**Goal of the exercise:** Retype, exactly as they appear below, the lines between the line holding "Exercise. Tag every instance of the wooded" and the line holding "Exercise. Tag every instance of the white stucco", both ends included.

**Given data:**

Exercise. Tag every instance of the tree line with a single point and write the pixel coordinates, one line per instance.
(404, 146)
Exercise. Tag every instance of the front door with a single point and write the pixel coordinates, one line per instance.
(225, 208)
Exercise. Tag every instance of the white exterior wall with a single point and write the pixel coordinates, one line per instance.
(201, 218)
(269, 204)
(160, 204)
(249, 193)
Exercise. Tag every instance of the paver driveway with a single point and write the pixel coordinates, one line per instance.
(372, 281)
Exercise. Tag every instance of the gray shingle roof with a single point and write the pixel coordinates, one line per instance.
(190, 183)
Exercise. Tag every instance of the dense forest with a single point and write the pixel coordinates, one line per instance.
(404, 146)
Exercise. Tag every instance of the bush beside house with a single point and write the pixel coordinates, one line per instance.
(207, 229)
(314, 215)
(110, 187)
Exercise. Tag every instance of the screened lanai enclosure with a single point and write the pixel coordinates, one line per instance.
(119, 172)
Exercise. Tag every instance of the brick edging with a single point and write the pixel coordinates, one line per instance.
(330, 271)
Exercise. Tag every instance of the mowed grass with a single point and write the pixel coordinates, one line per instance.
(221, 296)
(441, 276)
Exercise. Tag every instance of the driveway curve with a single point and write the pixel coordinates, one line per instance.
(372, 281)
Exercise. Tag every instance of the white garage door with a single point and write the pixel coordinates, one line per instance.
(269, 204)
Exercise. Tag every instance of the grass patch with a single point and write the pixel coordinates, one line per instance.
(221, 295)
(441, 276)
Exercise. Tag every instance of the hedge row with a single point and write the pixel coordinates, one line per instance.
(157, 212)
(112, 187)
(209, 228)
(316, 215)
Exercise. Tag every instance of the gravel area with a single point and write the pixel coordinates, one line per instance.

---

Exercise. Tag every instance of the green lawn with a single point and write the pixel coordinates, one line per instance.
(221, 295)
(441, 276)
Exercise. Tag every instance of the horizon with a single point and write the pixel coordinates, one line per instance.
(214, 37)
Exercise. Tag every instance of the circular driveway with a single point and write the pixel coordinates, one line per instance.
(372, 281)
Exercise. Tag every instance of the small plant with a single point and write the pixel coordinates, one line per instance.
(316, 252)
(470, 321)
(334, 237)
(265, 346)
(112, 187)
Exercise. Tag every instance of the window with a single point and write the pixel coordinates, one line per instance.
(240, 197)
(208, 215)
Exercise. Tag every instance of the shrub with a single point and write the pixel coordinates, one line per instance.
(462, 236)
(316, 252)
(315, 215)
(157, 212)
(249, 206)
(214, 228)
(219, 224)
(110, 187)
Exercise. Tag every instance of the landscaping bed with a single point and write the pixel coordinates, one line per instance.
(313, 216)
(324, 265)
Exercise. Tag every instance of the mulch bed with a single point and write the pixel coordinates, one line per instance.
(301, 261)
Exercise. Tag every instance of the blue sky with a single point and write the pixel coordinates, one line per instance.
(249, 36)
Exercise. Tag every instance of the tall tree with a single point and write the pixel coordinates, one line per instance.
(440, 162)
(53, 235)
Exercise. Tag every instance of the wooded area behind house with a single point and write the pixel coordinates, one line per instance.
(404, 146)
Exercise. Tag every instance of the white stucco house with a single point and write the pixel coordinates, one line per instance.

* * *

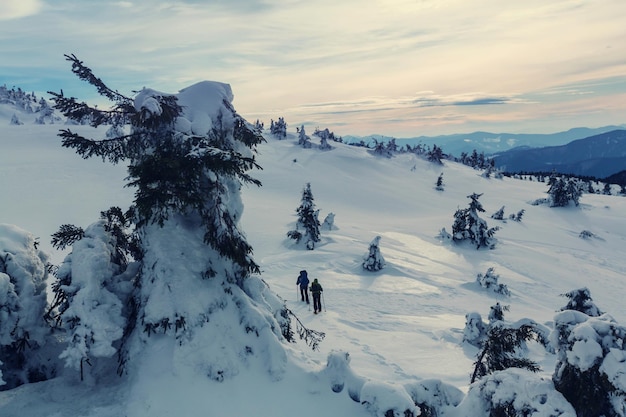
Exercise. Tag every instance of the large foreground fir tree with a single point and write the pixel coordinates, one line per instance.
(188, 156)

**Reply:**
Exercise. Tag every instance of the wooded area behind house with a single point and write the pixel coordinates, one line per instance.
(404, 146)
Exercise. Tag every instance of the white stucco house with a single point and write the pixel coordinates, one line per instance.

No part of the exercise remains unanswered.